▽

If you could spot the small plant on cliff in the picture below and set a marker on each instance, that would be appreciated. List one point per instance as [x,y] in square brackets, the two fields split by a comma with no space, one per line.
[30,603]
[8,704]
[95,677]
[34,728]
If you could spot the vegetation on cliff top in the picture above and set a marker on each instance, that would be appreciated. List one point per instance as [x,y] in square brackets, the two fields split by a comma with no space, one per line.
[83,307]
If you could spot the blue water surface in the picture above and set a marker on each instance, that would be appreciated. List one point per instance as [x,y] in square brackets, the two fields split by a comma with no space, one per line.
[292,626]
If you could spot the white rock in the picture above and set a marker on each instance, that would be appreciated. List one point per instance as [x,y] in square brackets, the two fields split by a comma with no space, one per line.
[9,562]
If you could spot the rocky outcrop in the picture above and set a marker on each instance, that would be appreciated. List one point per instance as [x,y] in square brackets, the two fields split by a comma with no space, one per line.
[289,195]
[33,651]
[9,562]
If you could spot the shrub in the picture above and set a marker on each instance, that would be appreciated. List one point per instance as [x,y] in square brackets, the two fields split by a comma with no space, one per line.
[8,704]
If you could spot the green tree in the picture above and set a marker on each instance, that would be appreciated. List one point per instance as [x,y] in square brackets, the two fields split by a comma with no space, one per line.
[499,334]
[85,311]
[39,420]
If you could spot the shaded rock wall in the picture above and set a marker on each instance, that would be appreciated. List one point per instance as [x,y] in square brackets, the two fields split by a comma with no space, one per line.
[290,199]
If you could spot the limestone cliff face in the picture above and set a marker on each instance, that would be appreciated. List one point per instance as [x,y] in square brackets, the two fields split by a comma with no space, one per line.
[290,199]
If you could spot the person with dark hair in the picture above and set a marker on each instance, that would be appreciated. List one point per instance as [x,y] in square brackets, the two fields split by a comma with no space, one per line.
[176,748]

△

◆ WHAT THIS TASK INVOLVES ◆
Quote all of the material above, line for line and without any changes.

◆ ANSWER TO THE PROBLEM ◆
If you could spot the small plant on cliff in the picture below and set a marker on each instance, that would be appreciated. List one point per instance as [x,y] in square brackets, the two fields split by a comma with no space, one per line.
[30,603]
[8,704]
[95,677]
[34,728]
If you could spot the vegetation on cliff top in the picture above and set a marker on each instance, that would be appreciated. List one point per instance as [x,y] in square brackets, the two fields split by a comma with no space, one per line.
[83,307]
If you could spot the blue water surface in the picture above and set a marker on each instance, that would be appreciated. List one point per instance as [x,y] in square brackets, the two fields split by a comma with no space, one per line.
[292,626]
If you could spot the white rock in the picture above and set a marker on each instance, that would be appreciated. List one point per instance as [x,y] in square brackets, the two fields split by a comma with no space, one per line.
[9,562]
If you could spot the rocky outcrop in the picture above and set a marker on each instance, that would be appreciated. List one point per instance as [x,y] in square brackets, the two fields split by a comma with no space, one per line.
[289,195]
[33,651]
[9,562]
If you could spot the shrub in the picture above and set a marker on each instance, that would be appreciated. List one point per instance as [x,y] in square brackets, the two fields split by a comma with no space, one per line.
[8,704]
If you could spot the green tree in the picture above and set a marker on each instance, that would be appreciated. List one point per instance as [x,y] in square brackets, the two fields split by a comma with no space, one per line.
[499,334]
[85,311]
[39,420]
If you could spot the shaded rock wall in the picture above and set a marker on each instance, that would be appreciated. List one point per instance as [x,y] in square brackets, the two fields split by a comma with no space, one per line.
[290,199]
If you could spot the limestone cliff face in the picture above and set a marker on each instance, that would be appreciated. List one point per instance as [x,y] in square brackets, the two fields split by a comma with no space, one per line.
[290,199]
If you could spot the person with dark hair in the picture above and set a marker on each instance, that would be appreciated. List one point per instance as [x,y] in square brackets, the two fields split by a comma with no space, one per line.
[176,748]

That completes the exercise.